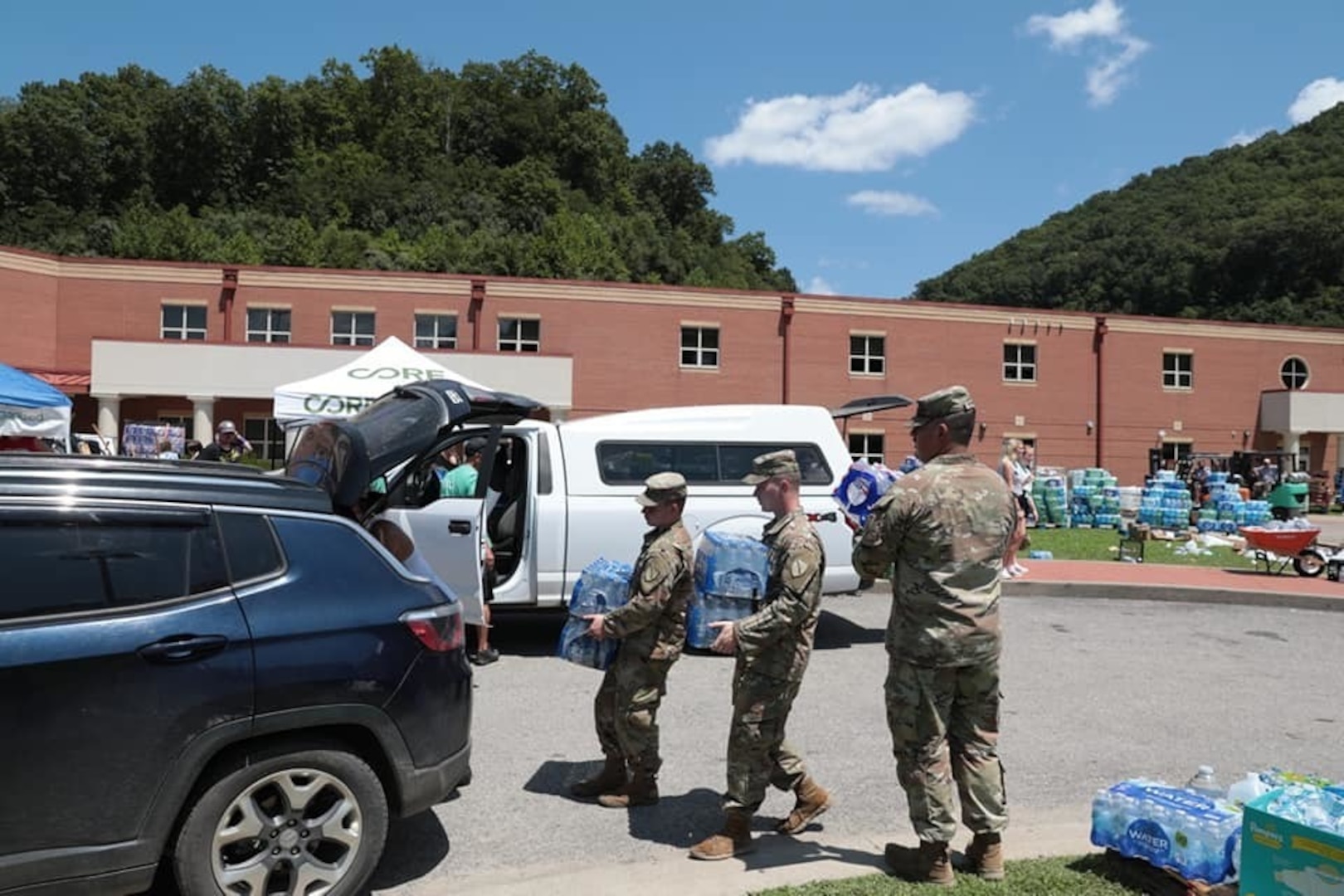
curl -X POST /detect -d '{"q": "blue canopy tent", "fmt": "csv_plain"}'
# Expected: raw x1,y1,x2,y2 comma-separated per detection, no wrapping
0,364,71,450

..............................

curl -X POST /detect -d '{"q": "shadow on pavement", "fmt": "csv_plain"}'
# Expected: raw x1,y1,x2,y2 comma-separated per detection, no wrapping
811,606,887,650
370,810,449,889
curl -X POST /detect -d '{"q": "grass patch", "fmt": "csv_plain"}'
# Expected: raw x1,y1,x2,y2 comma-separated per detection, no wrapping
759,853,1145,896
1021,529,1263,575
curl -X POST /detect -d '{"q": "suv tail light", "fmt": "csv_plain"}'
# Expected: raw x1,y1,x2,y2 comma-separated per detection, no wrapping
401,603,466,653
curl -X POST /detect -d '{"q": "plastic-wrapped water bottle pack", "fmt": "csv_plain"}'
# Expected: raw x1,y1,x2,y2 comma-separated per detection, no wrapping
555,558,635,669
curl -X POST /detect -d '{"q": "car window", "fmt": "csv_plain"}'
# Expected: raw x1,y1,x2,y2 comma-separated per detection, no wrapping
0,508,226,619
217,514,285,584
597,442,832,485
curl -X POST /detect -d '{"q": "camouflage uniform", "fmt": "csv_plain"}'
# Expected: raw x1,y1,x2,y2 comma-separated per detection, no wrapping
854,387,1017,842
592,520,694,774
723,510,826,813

..............................

Collect every line from the two blocks of lines above that contains the string "curl", treating case as significant.

curl -X POST /detect -d '{"q": "blue canopy tent", "fmt": "csv_plain"}'
curl -X POST /detect -d '{"q": "shadow on pavement", "fmt": "csv_plain"}'
curl -X POST /detect -d '{"q": "grass patch", "fmt": "csv_plain"}'
curl -X POST /detect -d '{"q": "suv tail light", "fmt": "csv_plain"}'
curl -X POST /detect -d '{"q": "plastic-wrapped water bottle pack", "fmt": "csv_plain"}'
curl -X POST /detect -d '{"q": "car window", "fmt": "csv_plain"}'
curl -X POST /detect -d '{"q": "camouflage uniform", "fmt": "csv_plain"}'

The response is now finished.